(Saved entries)
________________________
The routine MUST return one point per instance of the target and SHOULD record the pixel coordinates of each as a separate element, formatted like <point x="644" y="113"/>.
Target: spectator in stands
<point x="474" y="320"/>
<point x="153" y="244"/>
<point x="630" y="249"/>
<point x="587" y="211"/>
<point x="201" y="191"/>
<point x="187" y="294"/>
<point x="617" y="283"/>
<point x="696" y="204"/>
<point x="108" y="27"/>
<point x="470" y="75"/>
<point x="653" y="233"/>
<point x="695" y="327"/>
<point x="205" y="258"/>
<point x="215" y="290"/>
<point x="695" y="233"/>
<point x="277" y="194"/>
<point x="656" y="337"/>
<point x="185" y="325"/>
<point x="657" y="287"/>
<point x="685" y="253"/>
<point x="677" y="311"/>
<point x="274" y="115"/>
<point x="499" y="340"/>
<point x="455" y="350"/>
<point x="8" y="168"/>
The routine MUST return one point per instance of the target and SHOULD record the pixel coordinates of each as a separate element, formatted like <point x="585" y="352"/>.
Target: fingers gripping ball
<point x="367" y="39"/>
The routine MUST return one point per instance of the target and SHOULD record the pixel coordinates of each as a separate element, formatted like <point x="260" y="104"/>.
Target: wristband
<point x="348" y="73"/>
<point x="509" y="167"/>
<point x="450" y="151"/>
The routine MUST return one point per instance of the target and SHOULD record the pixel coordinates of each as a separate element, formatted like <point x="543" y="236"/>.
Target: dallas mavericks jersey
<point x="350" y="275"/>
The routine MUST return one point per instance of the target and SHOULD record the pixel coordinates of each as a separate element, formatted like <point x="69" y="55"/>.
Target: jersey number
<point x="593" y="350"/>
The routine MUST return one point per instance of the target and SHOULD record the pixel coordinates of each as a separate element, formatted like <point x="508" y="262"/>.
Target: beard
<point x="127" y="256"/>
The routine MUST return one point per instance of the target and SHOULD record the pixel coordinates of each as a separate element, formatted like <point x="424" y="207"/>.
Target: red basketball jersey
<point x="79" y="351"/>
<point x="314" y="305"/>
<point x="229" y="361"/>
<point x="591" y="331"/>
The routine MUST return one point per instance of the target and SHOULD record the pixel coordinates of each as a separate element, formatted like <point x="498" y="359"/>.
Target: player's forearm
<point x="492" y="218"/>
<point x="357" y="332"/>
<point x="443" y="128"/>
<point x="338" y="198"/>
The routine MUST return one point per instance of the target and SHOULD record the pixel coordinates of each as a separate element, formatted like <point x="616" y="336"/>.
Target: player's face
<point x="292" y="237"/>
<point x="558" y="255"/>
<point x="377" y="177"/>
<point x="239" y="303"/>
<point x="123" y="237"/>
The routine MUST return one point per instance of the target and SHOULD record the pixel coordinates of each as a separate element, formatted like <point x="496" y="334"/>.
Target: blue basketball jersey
________________________
YOUR GOAL:
An exact copy of every record is what the answer must contain.

TASK SOLUTION:
The routine MUST return one point per instance of the target and SHOULD record the pixel coordinates of each as a separate element, formatted like <point x="644" y="113"/>.
Target: spectator in stands
<point x="474" y="320"/>
<point x="153" y="244"/>
<point x="630" y="249"/>
<point x="587" y="211"/>
<point x="201" y="191"/>
<point x="187" y="294"/>
<point x="617" y="283"/>
<point x="696" y="204"/>
<point x="108" y="27"/>
<point x="470" y="75"/>
<point x="653" y="233"/>
<point x="695" y="327"/>
<point x="205" y="258"/>
<point x="215" y="290"/>
<point x="695" y="233"/>
<point x="277" y="194"/>
<point x="656" y="337"/>
<point x="185" y="325"/>
<point x="657" y="287"/>
<point x="685" y="253"/>
<point x="677" y="311"/>
<point x="274" y="115"/>
<point x="499" y="340"/>
<point x="455" y="350"/>
<point x="8" y="168"/>
The routine MUST return one point per instance of the target and SHOULD record the pixel coordinates of each as a separate element, formatted like <point x="585" y="352"/>.
Target: fingers gripping ball
<point x="367" y="39"/>
The routine MUST return one point per instance of the target and SHOULD record the pixel coordinates of each as a separate element, formatted like <point x="260" y="104"/>.
Target: wristband
<point x="348" y="73"/>
<point x="509" y="167"/>
<point x="450" y="151"/>
The routine MUST return one point per instance of the target and SHOULD record the pixel coordinates of each as a separate element, formatted like <point x="543" y="236"/>.
Target: dallas mavericks jersey
<point x="350" y="275"/>
The routine MUST return one point per instance of the target and SHOULD record the pixel coordinates of each as a separate element, formatted like <point x="69" y="55"/>.
Target: jersey number
<point x="593" y="350"/>
The routine MUST return one point per instance of the target and SHOULD record the pixel coordinates of each as a separate element, formatted like <point x="508" y="262"/>.
Target: beard
<point x="127" y="256"/>
The routine MUST return one point per instance of the target and SHOULD record the pixel coordinates of each as a separate element, formatted like <point x="424" y="207"/>.
Target: red basketball jersey
<point x="79" y="351"/>
<point x="314" y="305"/>
<point x="229" y="361"/>
<point x="591" y="331"/>
The routine MUST return one point per instance of the target and SHOULD record the pixel coordinates of each as a separate element, formatted like <point x="498" y="359"/>.
Target: player's forearm
<point x="492" y="218"/>
<point x="357" y="332"/>
<point x="443" y="128"/>
<point x="338" y="198"/>
The routine MUST return one point per instance of the target and SHOULD record the pixel coordinates of each as a separate element, formatted like <point x="616" y="336"/>.
Target: player's face
<point x="292" y="237"/>
<point x="558" y="255"/>
<point x="377" y="177"/>
<point x="239" y="303"/>
<point x="123" y="237"/>
The routine MUST return one point per instance of the target and SHOULD record the pixel coordinates of each as a separate element, formatted like <point x="496" y="334"/>.
Target: blue basketball jersey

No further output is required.